Selection
☆ ☆ ☆ ☆
To promote such a consensus by encouraging debate I draw members' attention to Bill C-230 itself. It begins with a preamble, which states that the principles should exist in law to determine whether a vote to separate is a legitimate expression of the wishes of the people and that the provincial electoral districts where there is not the majority vote to separate must have their wishes respected equally with districts where the majority of the people vote to separate.

Simply stated, if Canada can be divided because of the will of the people, then Quebec can be divided because of the will of the people.

Pundits have urged that Cree and other aboriginal people whose traditional lands lie within Quebec have a fiduciary relationship with the Government of Canada which could only be ended with their consent.

Personally, I believe no political unit should be forced to leave Canada against its will whether aboriginals or simply strong federalists. Their decision to remain in Canada must be every bit as binding on the Government of Quebec as the legitimate Quebec vote to leave Canada should be binding on Canada.

Bill C-230 spells out how I believe we could be sure that a separation vote was legitimate. Of course, a serious problem with my beliefs is that I cannot tell the separatists in Quebec what to do. However, this Parliament not only can but must tell the Government of Canada what to do.

If Bill C-230 were passed into law, it would say that unless certain conditions are met, the Government of Canada cannot negotiate separation. It would tell the Government of Canada that it must hold a binding national referendum within one year if elected parliamentarians agree that a fair vote was held in the province wanting to separate. Note that while I include an elected Senate, an appointed Senate is excluded because it represents only political patronage and not the will of the people of Canada.

Bill C-230 says that we must have a national referendum but only if Parliament agrees that the provincial vote to leave Canada was conducted according to the conditions set out on pages 3 and 4 of this legislation.
☆ ☆ ☆ ☆
Data provided
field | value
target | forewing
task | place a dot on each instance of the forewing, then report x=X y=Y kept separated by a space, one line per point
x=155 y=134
☆ ☆ ☆ ☆
To-do list
**A.** Print the passage from the speech on Bill C-230 that starts at "Pundits have urged" and ends at "with their consent.".
**B.** Answer these questions using the speech on Bill C-230.
(i) What does Bill C-230 begin with?
(ii) Within what period would the Government of Canada have to hold a binding national referendum?
(iii) On which pages of the legislation are the conditions for the provincial vote set out?

Full answers
**A.**
Pundits have urged that Cree and other aboriginal people whose traditional lands lie within Quebec have a fiduciary relationship with the Government of Canada which could only be ended with their consent.

**B.**
(i) A preamble.
(ii) Within one year.
(iii) Pages 3 and 4.